[What is expected]
Would you please retype the records that follow, word for word?

[Supplied data]
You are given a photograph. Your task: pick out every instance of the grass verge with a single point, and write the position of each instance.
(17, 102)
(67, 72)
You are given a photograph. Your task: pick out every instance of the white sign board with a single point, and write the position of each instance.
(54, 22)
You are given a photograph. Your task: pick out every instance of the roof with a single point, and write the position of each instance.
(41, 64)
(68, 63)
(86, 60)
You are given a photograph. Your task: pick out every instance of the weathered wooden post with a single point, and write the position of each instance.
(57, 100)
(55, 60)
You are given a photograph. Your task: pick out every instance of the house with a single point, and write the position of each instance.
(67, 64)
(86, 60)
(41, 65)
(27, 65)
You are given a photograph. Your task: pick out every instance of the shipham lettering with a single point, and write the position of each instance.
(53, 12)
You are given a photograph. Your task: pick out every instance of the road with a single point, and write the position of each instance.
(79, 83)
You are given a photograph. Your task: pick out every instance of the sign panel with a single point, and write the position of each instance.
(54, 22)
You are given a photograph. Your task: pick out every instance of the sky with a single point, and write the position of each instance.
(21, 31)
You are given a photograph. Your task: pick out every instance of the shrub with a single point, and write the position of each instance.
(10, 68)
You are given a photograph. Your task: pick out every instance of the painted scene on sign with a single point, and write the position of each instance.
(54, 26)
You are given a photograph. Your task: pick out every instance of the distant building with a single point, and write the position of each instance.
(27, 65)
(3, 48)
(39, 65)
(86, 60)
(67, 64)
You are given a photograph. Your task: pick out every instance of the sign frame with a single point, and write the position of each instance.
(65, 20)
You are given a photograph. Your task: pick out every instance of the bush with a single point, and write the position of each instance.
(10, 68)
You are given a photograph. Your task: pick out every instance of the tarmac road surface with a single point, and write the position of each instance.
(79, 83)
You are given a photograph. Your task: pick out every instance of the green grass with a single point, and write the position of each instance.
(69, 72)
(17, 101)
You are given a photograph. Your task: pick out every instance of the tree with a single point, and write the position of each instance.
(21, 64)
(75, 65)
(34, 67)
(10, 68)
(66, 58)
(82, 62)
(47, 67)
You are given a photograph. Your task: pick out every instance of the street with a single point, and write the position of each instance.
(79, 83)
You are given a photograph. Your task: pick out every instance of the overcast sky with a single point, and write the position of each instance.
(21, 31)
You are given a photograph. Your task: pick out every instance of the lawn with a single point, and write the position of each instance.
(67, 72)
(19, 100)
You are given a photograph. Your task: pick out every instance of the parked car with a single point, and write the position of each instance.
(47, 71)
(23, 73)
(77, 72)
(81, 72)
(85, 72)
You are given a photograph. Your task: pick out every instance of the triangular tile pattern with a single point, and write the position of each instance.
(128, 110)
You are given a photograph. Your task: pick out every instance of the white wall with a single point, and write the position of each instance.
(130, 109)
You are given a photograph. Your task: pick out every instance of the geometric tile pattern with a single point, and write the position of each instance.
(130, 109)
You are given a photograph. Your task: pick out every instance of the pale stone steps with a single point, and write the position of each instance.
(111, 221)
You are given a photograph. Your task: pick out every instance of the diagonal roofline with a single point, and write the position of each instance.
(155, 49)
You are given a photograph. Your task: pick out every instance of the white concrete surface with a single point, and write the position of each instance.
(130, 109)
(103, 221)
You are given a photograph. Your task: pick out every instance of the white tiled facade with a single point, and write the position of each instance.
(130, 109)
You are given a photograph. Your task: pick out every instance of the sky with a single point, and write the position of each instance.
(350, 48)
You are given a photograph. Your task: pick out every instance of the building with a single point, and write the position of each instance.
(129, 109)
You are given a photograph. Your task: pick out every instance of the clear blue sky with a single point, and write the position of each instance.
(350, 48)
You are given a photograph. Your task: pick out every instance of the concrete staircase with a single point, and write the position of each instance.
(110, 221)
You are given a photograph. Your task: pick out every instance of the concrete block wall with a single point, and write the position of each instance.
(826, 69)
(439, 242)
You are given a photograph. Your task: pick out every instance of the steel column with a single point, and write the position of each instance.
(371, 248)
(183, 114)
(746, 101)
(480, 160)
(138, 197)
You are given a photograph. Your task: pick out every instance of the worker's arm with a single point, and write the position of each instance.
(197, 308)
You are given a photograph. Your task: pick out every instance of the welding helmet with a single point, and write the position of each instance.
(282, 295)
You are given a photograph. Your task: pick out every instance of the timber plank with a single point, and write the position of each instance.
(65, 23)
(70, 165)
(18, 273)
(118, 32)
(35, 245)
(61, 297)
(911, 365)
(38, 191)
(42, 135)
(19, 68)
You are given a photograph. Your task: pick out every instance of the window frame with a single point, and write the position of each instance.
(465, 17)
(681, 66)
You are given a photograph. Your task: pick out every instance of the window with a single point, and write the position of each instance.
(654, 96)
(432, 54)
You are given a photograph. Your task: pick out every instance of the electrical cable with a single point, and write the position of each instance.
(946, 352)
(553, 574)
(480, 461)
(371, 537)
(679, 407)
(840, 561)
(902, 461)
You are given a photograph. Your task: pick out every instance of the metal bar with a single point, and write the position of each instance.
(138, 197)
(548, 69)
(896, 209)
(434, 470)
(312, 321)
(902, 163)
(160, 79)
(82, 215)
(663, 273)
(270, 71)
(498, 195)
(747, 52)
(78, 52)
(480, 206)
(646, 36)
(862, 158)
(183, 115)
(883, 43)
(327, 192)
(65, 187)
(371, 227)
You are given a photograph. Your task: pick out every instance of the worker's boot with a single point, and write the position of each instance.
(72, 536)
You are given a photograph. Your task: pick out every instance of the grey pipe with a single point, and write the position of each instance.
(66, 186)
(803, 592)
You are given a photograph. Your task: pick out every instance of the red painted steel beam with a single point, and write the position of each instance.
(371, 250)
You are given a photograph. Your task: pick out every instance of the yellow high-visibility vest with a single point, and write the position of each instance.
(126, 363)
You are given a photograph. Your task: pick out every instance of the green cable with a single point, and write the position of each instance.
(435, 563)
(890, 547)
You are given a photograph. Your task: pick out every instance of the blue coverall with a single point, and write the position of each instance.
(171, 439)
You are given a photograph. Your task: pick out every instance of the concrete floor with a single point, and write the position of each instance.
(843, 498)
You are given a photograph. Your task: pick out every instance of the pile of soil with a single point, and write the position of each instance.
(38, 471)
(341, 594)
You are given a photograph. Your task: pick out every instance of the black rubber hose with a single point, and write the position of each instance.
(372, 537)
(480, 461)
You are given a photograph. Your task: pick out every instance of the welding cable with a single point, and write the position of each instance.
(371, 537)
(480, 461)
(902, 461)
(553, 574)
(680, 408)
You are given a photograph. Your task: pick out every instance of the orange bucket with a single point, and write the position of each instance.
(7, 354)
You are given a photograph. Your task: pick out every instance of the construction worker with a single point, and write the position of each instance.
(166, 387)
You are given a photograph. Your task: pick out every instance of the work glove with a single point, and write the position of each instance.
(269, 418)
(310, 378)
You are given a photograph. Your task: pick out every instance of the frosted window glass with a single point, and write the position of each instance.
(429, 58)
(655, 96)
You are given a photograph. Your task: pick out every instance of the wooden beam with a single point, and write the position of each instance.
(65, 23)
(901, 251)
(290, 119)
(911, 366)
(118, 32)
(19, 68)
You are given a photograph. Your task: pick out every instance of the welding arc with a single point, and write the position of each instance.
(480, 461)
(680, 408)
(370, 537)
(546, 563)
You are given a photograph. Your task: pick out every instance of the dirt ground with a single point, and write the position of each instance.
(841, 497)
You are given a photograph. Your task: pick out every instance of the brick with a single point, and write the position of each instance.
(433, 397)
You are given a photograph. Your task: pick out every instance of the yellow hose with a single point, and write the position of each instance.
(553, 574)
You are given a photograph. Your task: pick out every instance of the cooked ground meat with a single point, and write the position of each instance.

[Answer to this exercise]
You are given a photograph. Your task: pick out every instance of the grass verge with a single point, and write the position of each instance.
(17, 102)
(67, 72)
You are given a photograph. Your task: pick out every instance of the white sign board with a single point, and write the position of each instance.
(54, 22)
You are given a photograph. Your task: pick out every instance of the roof with a single point, and write the position of each instance.
(41, 64)
(68, 63)
(86, 60)
You are given a photograph. Your task: pick out every instance of the weathered wooden post with a single point, and write the position of each instance.
(57, 100)
(55, 60)
You are given a photograph. Your task: pick out every instance of the house with a single point, and write the position of each instance.
(67, 64)
(86, 60)
(41, 65)
(27, 65)
You are given a photograph. Your task: pick out every instance of the shipham lettering with a single point, and write the position of each instance.
(53, 12)
You are given a photograph. Your task: pick out every instance of the road with a single point, and write the position of each instance.
(79, 83)
You are given a photograph. Your task: pick out every instance of the sign panel with a single point, and write the position of each instance.
(54, 22)
You are given a photograph. Your task: pick out every instance of the sky with a single point, and write the position of each instance.
(21, 31)
You are given a photograph. Your task: pick out every instance of the shrub with a single point, and write the position of each instance.
(10, 68)
You are given a photograph. Your task: pick out every instance of the painted scene on sign with a single point, and write the position of each instance.
(54, 26)
You are given a photograph. Your task: pick out every instance of the distant building with a single point, and write the position of each instance.
(27, 65)
(3, 48)
(39, 65)
(86, 60)
(67, 64)
You are given a photograph. Your task: pick out every instance of the sign frame with a single point, and write the position of each instance.
(65, 20)
You are given a photograph. Your task: pick out every instance of the bush with a single point, and write the position of each instance.
(10, 68)
You are given a photograph. Your task: pick out every instance of the tarmac road surface with a single point, and write the position of each instance.
(79, 83)
You are given a photograph. Your task: pick out every instance of the green grass with a single point, and write the position of each instance.
(69, 72)
(17, 101)
You are given a photograph. Your task: pick out every instance of the tree with a single point, and write the position of each instance.
(21, 64)
(75, 65)
(34, 67)
(10, 68)
(66, 58)
(82, 62)
(47, 67)
You are given a photograph. Your task: pick out every instance of the street with a single point, and write the position of each instance.
(79, 83)
You are given a photograph. Your task: pick out every instance of the overcast sky with a single point, and write the position of each instance.
(21, 31)
You are given a photograph. Your task: pick out every instance of the lawn with a single point, and write the position of each instance.
(67, 72)
(19, 100)
You are given a photograph. Your task: pick out every instance of the parked car with a single point, and write the position of each instance.
(47, 71)
(23, 73)
(77, 72)
(81, 72)
(85, 72)
You are given a photograph. Your task: pick out every instance of the triangular tile pattern with a single point, and write the position of each instance.
(128, 110)
You are given a photograph. Your task: pick out every instance of the white wall with a single point, and write the position of each instance.
(130, 109)
You are given a photograph. Your task: pick out every instance of the geometric tile pattern with a single point, and write the position of each instance.
(130, 109)
You are given a photograph. Your task: pick out every instance of the pale stone steps with a single point, and write the position of each instance.
(111, 221)
You are given a photograph. Your task: pick out every instance of the diagonal roofline with a single point, and write the position of each instance.
(155, 49)
You are given a photograph. Your task: pick out every instance of the white concrete surface with a single point, and write the position of each instance.
(130, 109)
(103, 221)
You are given a photograph. Your task: pick out every instance of the white tiled facade with a single point, and write the position of each instance.
(130, 109)
You are given a photograph. Your task: pick out every instance of the sky with a single point, and write the position of each instance.
(350, 48)
You are given a photograph. Your task: pick out every instance of the building with a single point, and write the position of each instance.
(129, 109)
You are given a photograph. Your task: pick out every instance of the clear blue sky with a single point, and write the position of each instance.
(350, 48)
You are given a photograph. Your task: pick out every instance of the concrete staircase with a single point, and write the position of each instance.
(110, 221)
You are given a photograph. Your task: pick out every instance of the concrete block wall with a single point, and write the position of each instance.
(826, 69)
(439, 242)
You are given a photograph. Your task: pick out every instance of the steel column with a single point, and write the position of each instance.
(371, 248)
(183, 114)
(746, 101)
(480, 160)
(138, 197)
You are given a photograph. Your task: pick out every instance of the worker's arm with a single point, and write the position of each instance.
(197, 308)
You are given a photograph. Your task: pick out every instance of the welding helmet with a single point, and write the position of each instance.
(282, 295)
You are given a photograph. Your task: pick out every instance of the timber plank with a single point, and write the position of each instance.
(65, 23)
(70, 165)
(18, 273)
(118, 32)
(35, 245)
(61, 297)
(911, 365)
(38, 191)
(42, 135)
(19, 68)
You are given a photograph. Your task: pick out every instance of the window frame with a single point, and write the position of each instance.
(465, 17)
(681, 66)
You are given a photograph. Your task: pick out every instance of the window with a single point, and write the position of each instance.
(654, 96)
(432, 54)
You are given a photograph. Your task: pick out every instance of the electrical cable with a single point, and write the position of each instance.
(946, 352)
(553, 574)
(480, 461)
(371, 537)
(679, 407)
(840, 561)
(902, 461)
You are given a photograph. Your task: pick out every instance of the metal bar with a single point, and write the position of each instance.
(138, 197)
(548, 69)
(896, 209)
(434, 470)
(312, 321)
(902, 163)
(160, 79)
(82, 215)
(663, 273)
(270, 71)
(498, 195)
(747, 52)
(78, 52)
(480, 206)
(646, 36)
(862, 158)
(183, 115)
(883, 43)
(327, 192)
(65, 187)
(371, 227)
You are given a photograph. Your task: pick out every instance of the worker's boot with a single point, and write the position of each instance.
(72, 536)
You are given a photograph. Your task: pick out every instance of the grey pipe with a single point, and write the position of each instance.
(66, 186)
(803, 592)
You are given a photograph. Your task: pick out every instance of the red painted steel beam with a single point, and write the position of each instance.
(371, 250)
You are given a photograph. Your task: pick out every instance of the yellow high-visibility vest with a single point, and write the position of each instance.
(126, 363)
You are given a photograph. Your task: pick out every instance of the green cable with a single point, and write the position of each instance.
(435, 563)
(890, 547)
You are given a photograph. Your task: pick out every instance of the blue coverall with a single point, and write the position of each instance.
(171, 439)
You are given a photograph. Your task: pick out every instance of the concrete floor with a single point, and write the position of each instance.
(843, 498)
You are given a photograph. Your task: pick out every instance of the pile of soil with a single point, and write the position of each instance.
(38, 471)
(341, 594)
You are given a photograph. Your task: pick out every instance of the black rubber hose with a single point, and write the position of each instance.
(372, 537)
(480, 461)
You are given a photograph. Your task: pick out every instance of the welding cable with a single point, and write the position of each instance.
(371, 537)
(480, 461)
(902, 461)
(553, 574)
(680, 408)
You are given a photograph. Your task: pick out every instance of the orange bucket with a single point, and write the position of each instance.
(7, 354)
You are given a photograph. Your task: pick out every instance of the construction worker with a single point, and write the position of each instance.
(166, 387)
You are given a photograph. Your task: pick out every instance of the work glove with a single point, and write the position of each instance.
(269, 418)
(310, 378)
You are given a photograph. Your task: pick out every instance of the frosted window glass with a single point, and write the position of each instance.
(429, 58)
(655, 96)
You are given a photograph. Your task: pick out every instance of the wooden beam with a single point, and write the position of each instance.
(65, 23)
(901, 251)
(290, 119)
(911, 366)
(118, 32)
(19, 68)
You are given a photograph. Your task: pick out every instance of the welding arc with a single point, and write the position of each instance.
(480, 461)
(680, 408)
(370, 537)
(546, 563)
You are given a photograph. Your task: pick out every instance of the dirt ground with a single point, and write the position of each instance.
(841, 497)
You are given a photograph. Your task: pick out every instance of the brick with a single point, and write the position of each instance.
(433, 397)
You are given a photograph. Your task: pick out every instance of the yellow hose with a single point, and write the position of each instance.
(553, 574)
You are given a photograph. Your task: pick out every instance of the cooked ground meat with a single point, and write the position of each instance.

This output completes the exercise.